## Problems:
**a)** In the Delhi High Court ruling summary, reproduce the stretch from "Read Order: National" through "in Clause 25(b)." word for word.
**b)** According to the Delhi High Court ruling summary, under which section of the Arbitration & Conciliation Act, 1996 was the appeal brought?
— START Page excerpt —
In FAO 179 of 2019 - DEL HC- NHAI was well within its right to levy penalty vis-a-vis liquidated damages against Contractor for not submitting collection of User Fee at Kharik Toll Plaza, Tribunal traversed beyond the agreed terms of Contract Agreement: Delhi High Cour
Justice Manoj Kumar Ohri [02-06-2023]

Read Order: National Highway Authority of India v M/S Suresh Chandra
Simran Singh
New Delhi, June 5, 2023: The Delhi High Court allowed the appeal under Section 37(1)(c) of the Arbitration & Conciliation Act, 1996, wherein the appellant had impugned the order passed by the Arbitral Tribunal whereby its objections filed under Section 34 of the Arbitration Act against the Award, were dismissed. It was stated that the Tribunal erred in misapplying rules of interpretation by abandoning the plain language used in Clause 25(b) to fit in ‘partial reduction of traffic' in the Clause 25(b), as a Force Majeure event. There was no reason cited by the Tribunal, or was otherwise apparent from the facts and records, if the parties had intended to include ‘partial reduction in traffic’ in Clause 25(b).
The Single-Judge Bench of Justice Manoj Kumar Ohri opined that the Tribunal’s decision to direct refund to the Contractor was contrary to Clause 9 of the Contract Agreement and was premised on the misunderstanding that the partial reduction in traffic was a Force Majeure event, and hence untenable. “Thus, the award of interest also was set aside and consequently, the appeal was allowed and the award dated 27.07.2018 was set aside.”
— END Page excerpt —
— START Dataset records —
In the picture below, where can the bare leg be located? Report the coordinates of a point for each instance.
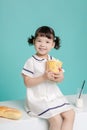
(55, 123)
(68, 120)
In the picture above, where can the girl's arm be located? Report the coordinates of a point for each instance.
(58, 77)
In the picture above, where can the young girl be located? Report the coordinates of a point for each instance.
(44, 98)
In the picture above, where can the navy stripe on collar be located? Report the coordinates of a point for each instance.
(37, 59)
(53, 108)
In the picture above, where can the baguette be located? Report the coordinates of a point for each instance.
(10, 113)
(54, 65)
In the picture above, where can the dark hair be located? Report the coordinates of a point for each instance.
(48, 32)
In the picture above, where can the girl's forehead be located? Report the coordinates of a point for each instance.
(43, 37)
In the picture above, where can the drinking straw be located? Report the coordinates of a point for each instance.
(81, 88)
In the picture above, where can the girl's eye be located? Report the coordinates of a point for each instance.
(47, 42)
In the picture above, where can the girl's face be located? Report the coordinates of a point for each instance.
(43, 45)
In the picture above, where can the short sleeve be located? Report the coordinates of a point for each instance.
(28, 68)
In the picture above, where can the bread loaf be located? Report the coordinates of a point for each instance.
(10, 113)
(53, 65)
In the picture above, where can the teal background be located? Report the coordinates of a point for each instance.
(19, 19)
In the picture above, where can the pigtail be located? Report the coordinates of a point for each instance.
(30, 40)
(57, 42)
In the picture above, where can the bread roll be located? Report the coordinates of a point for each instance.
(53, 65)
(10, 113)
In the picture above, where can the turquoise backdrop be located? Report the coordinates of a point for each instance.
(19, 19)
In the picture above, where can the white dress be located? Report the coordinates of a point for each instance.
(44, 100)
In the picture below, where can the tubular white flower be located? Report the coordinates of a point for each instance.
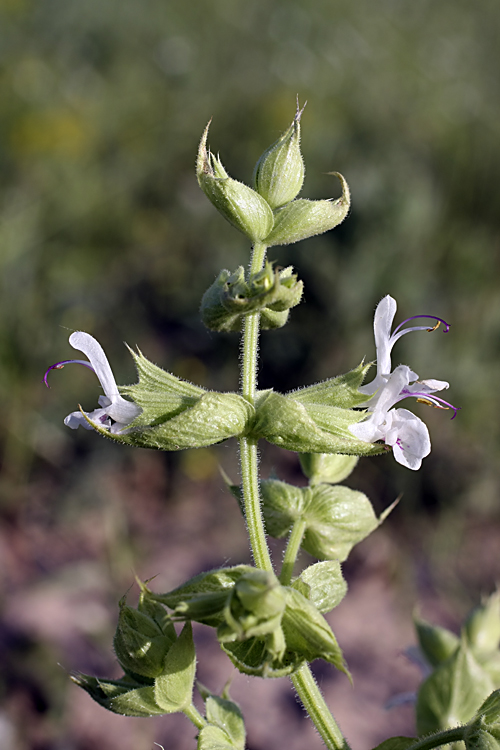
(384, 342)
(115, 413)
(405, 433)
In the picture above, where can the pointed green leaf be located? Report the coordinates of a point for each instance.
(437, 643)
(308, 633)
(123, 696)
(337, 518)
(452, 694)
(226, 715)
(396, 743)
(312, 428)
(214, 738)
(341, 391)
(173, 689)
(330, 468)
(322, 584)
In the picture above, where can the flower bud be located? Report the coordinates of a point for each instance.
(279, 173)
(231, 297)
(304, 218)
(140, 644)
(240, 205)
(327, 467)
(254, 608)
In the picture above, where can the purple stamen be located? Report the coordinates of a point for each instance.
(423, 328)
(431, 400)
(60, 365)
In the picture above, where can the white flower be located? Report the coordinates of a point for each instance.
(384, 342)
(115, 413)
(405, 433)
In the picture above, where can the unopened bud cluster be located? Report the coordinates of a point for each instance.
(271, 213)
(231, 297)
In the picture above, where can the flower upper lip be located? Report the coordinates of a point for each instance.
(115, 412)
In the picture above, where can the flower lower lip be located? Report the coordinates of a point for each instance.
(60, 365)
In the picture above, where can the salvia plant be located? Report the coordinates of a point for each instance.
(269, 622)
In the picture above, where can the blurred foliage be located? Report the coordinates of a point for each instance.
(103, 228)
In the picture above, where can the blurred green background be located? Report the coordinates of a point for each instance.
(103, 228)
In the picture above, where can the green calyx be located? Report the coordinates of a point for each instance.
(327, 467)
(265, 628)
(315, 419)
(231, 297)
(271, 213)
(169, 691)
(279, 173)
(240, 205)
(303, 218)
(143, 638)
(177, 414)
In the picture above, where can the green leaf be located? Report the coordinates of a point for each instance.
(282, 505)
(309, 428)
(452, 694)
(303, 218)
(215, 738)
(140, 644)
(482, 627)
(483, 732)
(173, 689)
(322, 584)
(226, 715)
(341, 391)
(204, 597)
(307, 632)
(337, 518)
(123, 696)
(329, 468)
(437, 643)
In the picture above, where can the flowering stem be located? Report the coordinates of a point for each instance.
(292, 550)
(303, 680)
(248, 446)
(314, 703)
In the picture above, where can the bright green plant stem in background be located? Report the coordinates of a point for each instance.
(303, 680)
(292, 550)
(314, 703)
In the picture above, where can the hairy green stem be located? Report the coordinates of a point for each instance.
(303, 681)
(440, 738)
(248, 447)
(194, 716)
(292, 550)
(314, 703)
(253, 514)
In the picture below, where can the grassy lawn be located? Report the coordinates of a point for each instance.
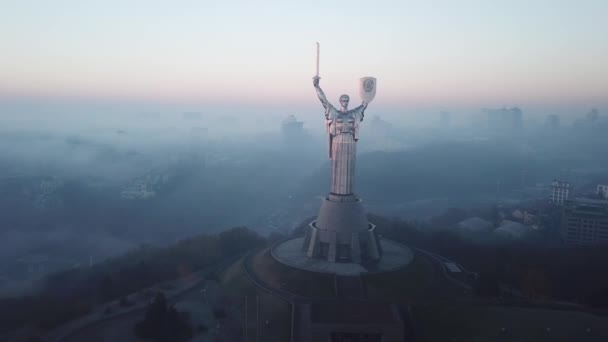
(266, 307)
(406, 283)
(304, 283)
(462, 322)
— END Dataset records —
## Complete answers:
**a)**
Read Order: National Highway Authority of India v M/S Suresh Chandra
Simran Singh
New Delhi, June 5, 2023: The Delhi High Court allowed the appeal under Section 37(1)(c) of the Arbitration & Conciliation Act, 1996, wherein the appellant had impugned the order passed by the Arbitral Tribunal whereby its objections filed under Section 34 of the Arbitration Act against the Award, were dismissed. It was stated that the Tribunal erred in misapplying rules of interpretation by abandoning the plain language used in Clause 25(b) to fit in ‘partial reduction of traffic' in the Clause 25(b), as a Force Majeure event. There was no reason cited by the Tribunal, or was otherwise apparent from the facts and records, if the parties had intended to include ‘partial reduction in traffic’ in Clause 25(b).

**b)** Section 37(1)(c)